## YOUR OBJECTIVE
Write out the material again from the line with "Locate bishop's red" up to and including the line with "[63,392,105,421]", and nothing beyond that span. Keep the requests, but scale every bounding-box coordinate in the answers by 0.75, round to whole numbers with halves going up, and leave out the pictures.

BEGIN

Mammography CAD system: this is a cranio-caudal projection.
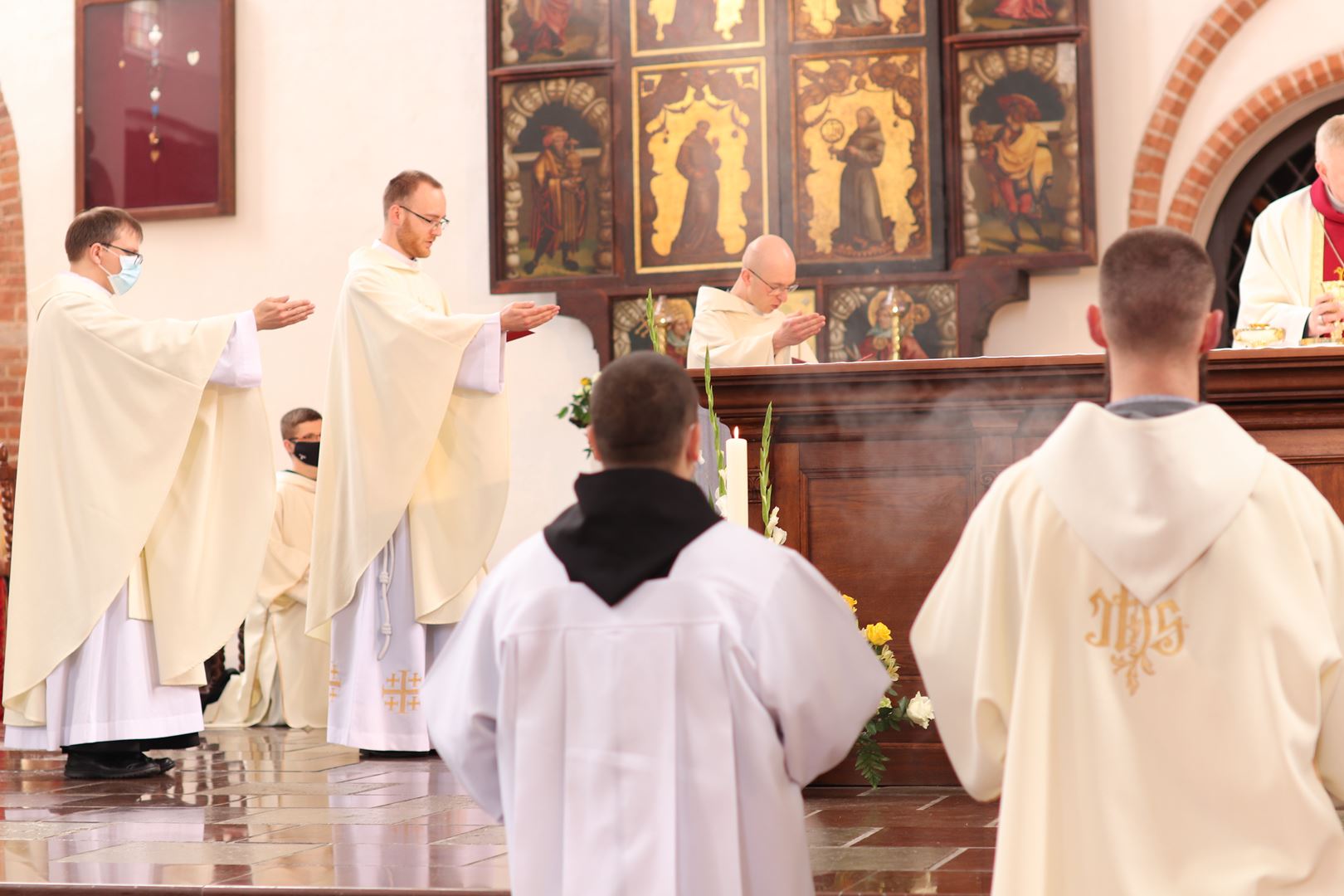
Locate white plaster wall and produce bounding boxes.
[0,0,597,555]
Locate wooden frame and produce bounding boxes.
[486,0,1097,364]
[74,0,236,221]
[942,0,1098,270]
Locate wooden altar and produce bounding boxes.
[692,348,1344,785]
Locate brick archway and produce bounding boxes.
[0,85,28,446]
[1166,51,1344,232]
[1129,0,1269,227]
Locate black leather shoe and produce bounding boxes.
[66,752,176,781]
[359,747,438,759]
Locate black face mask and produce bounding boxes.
[290,442,323,466]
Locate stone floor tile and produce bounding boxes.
[809,846,953,873]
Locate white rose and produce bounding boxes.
[906,690,933,728]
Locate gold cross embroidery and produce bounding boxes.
[1083,586,1186,694]
[383,669,421,716]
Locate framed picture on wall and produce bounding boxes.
[954,41,1095,263]
[75,0,234,221]
[956,0,1078,32]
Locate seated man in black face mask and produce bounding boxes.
[206,407,331,728]
[423,352,891,896]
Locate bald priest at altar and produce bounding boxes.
[685,234,826,371]
[1236,115,1344,339]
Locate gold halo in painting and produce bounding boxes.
[819,118,844,144]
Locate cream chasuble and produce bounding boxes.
[1236,187,1325,338]
[911,404,1344,896]
[685,286,817,371]
[4,274,274,747]
[206,470,331,728]
[425,523,891,896]
[306,245,508,750]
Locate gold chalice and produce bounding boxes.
[1233,324,1283,348]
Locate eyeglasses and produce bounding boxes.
[747,267,798,293]
[98,243,145,265]
[398,206,447,230]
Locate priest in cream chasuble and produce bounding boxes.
[1236,115,1344,335]
[306,172,559,753]
[4,208,312,778]
[910,228,1344,896]
[685,235,825,371]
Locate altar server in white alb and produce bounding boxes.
[911,227,1344,896]
[4,208,313,778]
[426,352,891,896]
[206,407,331,728]
[308,171,559,757]
[1236,115,1344,335]
[685,234,826,371]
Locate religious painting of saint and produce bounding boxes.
[826,284,957,362]
[499,76,613,280]
[791,0,926,41]
[957,43,1083,256]
[499,0,611,66]
[957,0,1078,31]
[631,59,769,273]
[629,0,773,56]
[793,48,933,262]
[611,295,695,367]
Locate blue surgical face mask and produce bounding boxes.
[98,256,139,295]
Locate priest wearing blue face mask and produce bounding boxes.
[4,208,313,778]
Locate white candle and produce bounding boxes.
[724,426,747,525]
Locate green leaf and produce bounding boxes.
[854,735,887,787]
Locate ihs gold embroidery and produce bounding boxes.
[1083,586,1186,694]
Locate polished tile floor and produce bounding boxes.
[0,728,995,896]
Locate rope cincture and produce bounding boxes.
[377,534,397,662]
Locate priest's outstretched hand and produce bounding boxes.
[500,302,561,334]
[253,295,314,330]
[772,312,826,352]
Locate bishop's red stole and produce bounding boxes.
[1312,178,1344,284]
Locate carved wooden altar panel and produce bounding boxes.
[488,0,1095,363]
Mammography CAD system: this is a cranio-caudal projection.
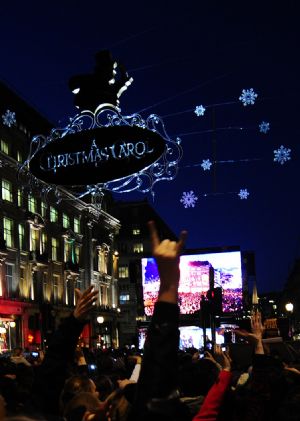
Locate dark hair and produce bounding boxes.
[60,376,93,408]
[179,358,219,397]
[63,392,105,421]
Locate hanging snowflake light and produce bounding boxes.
[2,110,17,127]
[201,159,212,171]
[258,121,270,134]
[194,105,206,117]
[180,190,198,208]
[239,88,258,107]
[238,189,249,200]
[274,145,291,165]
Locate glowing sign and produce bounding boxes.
[29,126,166,185]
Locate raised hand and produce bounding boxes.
[73,286,99,320]
[214,344,231,371]
[148,221,187,303]
[235,311,264,354]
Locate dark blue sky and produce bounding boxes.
[0,0,300,292]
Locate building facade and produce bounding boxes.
[0,84,120,352]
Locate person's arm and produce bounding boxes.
[193,345,232,421]
[235,311,265,355]
[35,286,98,413]
[129,355,142,383]
[132,222,187,419]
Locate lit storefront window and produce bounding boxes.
[0,317,20,353]
[2,180,13,202]
[3,217,14,247]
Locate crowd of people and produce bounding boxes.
[0,222,300,421]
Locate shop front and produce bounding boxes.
[0,300,32,353]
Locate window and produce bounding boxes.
[120,294,130,304]
[133,243,144,253]
[31,228,40,251]
[52,275,59,304]
[119,266,129,278]
[5,263,13,297]
[0,139,8,155]
[28,194,37,213]
[43,272,49,301]
[50,206,58,222]
[17,151,23,162]
[42,232,47,253]
[63,213,70,228]
[64,240,73,262]
[99,285,108,306]
[74,216,80,234]
[98,248,108,273]
[41,201,47,218]
[3,217,14,247]
[74,246,80,264]
[2,180,12,202]
[17,189,23,208]
[18,224,25,250]
[51,238,58,260]
[132,227,141,235]
[5,263,19,298]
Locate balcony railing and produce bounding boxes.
[65,261,79,273]
[29,250,49,264]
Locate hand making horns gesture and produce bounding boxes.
[148,221,187,302]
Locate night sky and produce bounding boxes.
[0,0,300,292]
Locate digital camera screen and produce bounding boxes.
[139,326,224,350]
[141,251,243,316]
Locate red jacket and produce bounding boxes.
[193,370,232,421]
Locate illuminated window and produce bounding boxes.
[18,224,25,250]
[5,263,17,297]
[17,189,23,208]
[52,275,59,304]
[74,216,80,234]
[98,248,108,273]
[42,232,47,253]
[43,272,49,301]
[133,243,144,253]
[99,285,108,306]
[74,246,80,264]
[41,201,47,218]
[50,206,58,222]
[119,266,129,278]
[132,227,141,235]
[17,151,23,162]
[28,194,37,213]
[1,139,8,155]
[3,217,14,247]
[63,213,70,228]
[120,294,130,304]
[31,229,40,251]
[51,238,58,260]
[64,241,73,262]
[2,180,12,202]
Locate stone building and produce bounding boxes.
[0,83,120,352]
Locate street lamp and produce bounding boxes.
[285,303,294,313]
[97,316,104,325]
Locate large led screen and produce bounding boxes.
[142,251,243,316]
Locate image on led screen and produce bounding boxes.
[139,326,224,350]
[142,251,243,316]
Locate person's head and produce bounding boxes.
[95,375,114,401]
[63,392,108,421]
[13,347,23,357]
[60,376,99,408]
[179,358,219,397]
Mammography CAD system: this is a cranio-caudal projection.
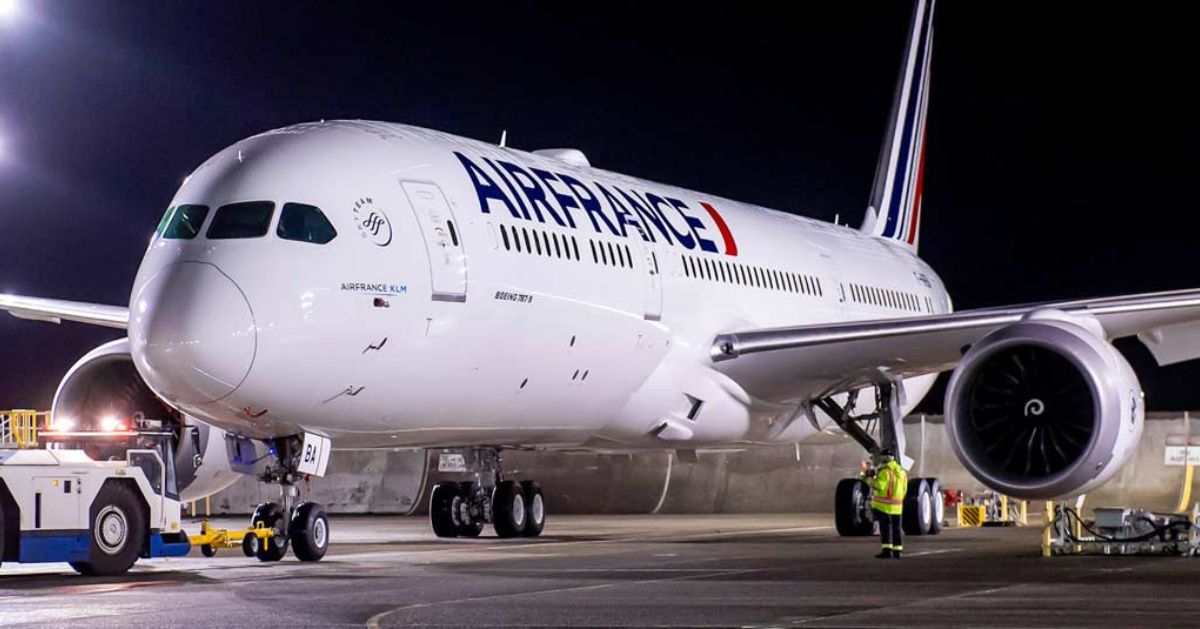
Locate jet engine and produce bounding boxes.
[946,310,1144,499]
[50,339,248,502]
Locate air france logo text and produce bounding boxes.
[455,151,738,256]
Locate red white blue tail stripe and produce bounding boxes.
[863,0,936,248]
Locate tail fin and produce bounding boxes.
[860,0,937,250]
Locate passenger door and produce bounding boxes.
[400,181,467,301]
[630,238,662,321]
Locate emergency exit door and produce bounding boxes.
[400,181,467,301]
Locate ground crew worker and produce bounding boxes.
[871,449,908,559]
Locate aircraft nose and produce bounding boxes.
[130,262,258,405]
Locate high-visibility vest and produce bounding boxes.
[871,461,908,515]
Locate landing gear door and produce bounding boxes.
[400,181,467,301]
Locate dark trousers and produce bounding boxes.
[871,509,904,551]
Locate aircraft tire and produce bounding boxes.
[521,480,546,538]
[288,502,329,562]
[834,478,875,538]
[925,478,946,535]
[492,480,528,538]
[900,478,934,535]
[430,483,462,538]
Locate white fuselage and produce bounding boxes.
[130,121,950,449]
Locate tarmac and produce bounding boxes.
[0,514,1200,629]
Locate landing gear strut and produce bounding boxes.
[244,436,329,562]
[430,448,546,538]
[814,381,944,537]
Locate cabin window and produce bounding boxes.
[206,200,275,240]
[275,203,337,245]
[162,204,209,240]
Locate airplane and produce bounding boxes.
[0,0,1200,561]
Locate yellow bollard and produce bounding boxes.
[1042,501,1054,557]
[1175,465,1195,514]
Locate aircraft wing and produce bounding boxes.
[712,289,1200,400]
[0,294,130,330]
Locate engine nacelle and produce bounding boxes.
[50,339,248,502]
[946,310,1145,499]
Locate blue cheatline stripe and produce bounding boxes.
[883,2,932,238]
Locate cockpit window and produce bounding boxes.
[206,200,275,239]
[162,204,209,240]
[154,206,175,238]
[275,203,337,245]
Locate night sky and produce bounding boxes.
[0,0,1200,409]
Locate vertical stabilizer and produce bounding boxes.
[862,0,936,248]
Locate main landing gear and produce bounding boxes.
[430,448,546,538]
[815,382,946,537]
[242,436,329,562]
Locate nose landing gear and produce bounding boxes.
[430,449,546,538]
[244,437,329,562]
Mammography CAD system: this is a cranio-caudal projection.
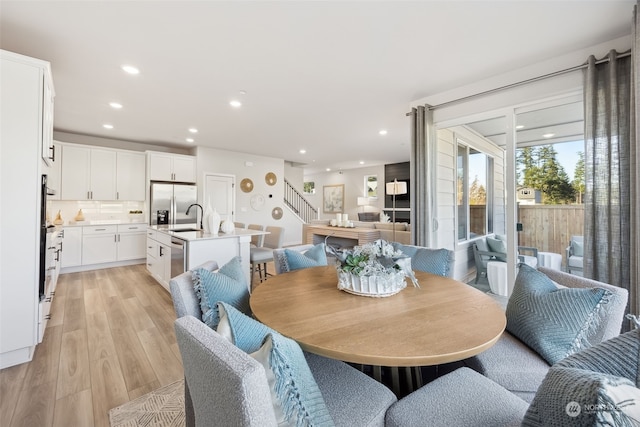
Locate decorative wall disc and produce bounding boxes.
[240,178,253,193]
[264,172,278,185]
[271,208,282,219]
[249,194,264,211]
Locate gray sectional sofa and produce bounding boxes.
[302,219,411,245]
[460,267,628,402]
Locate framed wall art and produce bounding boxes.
[322,184,344,213]
[364,175,378,199]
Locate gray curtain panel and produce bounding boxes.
[410,106,433,247]
[584,51,638,332]
[629,1,640,332]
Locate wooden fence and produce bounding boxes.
[518,205,584,267]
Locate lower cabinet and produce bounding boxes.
[147,230,171,290]
[117,224,147,261]
[60,227,82,268]
[82,225,118,265]
[61,223,147,268]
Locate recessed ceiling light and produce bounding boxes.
[122,65,140,74]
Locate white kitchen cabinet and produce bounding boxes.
[42,141,62,200]
[60,227,82,268]
[118,224,147,261]
[82,225,118,265]
[116,151,146,200]
[61,144,116,200]
[147,229,171,291]
[42,72,56,166]
[0,50,53,369]
[147,151,196,182]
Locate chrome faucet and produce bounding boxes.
[185,203,204,230]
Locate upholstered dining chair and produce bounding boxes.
[247,224,264,248]
[249,225,284,286]
[393,242,456,278]
[273,243,313,274]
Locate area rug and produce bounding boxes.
[109,380,185,427]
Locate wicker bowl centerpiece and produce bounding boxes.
[327,240,419,297]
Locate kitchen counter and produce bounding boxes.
[149,224,268,241]
[147,224,268,290]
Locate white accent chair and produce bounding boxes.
[567,236,584,276]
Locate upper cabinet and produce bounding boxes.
[147,151,196,182]
[116,151,145,200]
[60,144,146,201]
[61,145,116,200]
[42,71,56,166]
[42,141,62,200]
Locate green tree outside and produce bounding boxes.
[517,145,584,205]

END

## EXPECTED ANSWER
Locate bishop's red stole and produce bounding boxes.
[984,134,1008,213]
Locate carved wooden altar panel and produce bounding boxes.
[366,0,821,272]
Mammography CAD system: this is a cranio-caudal projection.
Locate dark hair and produce bounding boxes.
[45,282,70,306]
[134,269,164,298]
[47,294,79,316]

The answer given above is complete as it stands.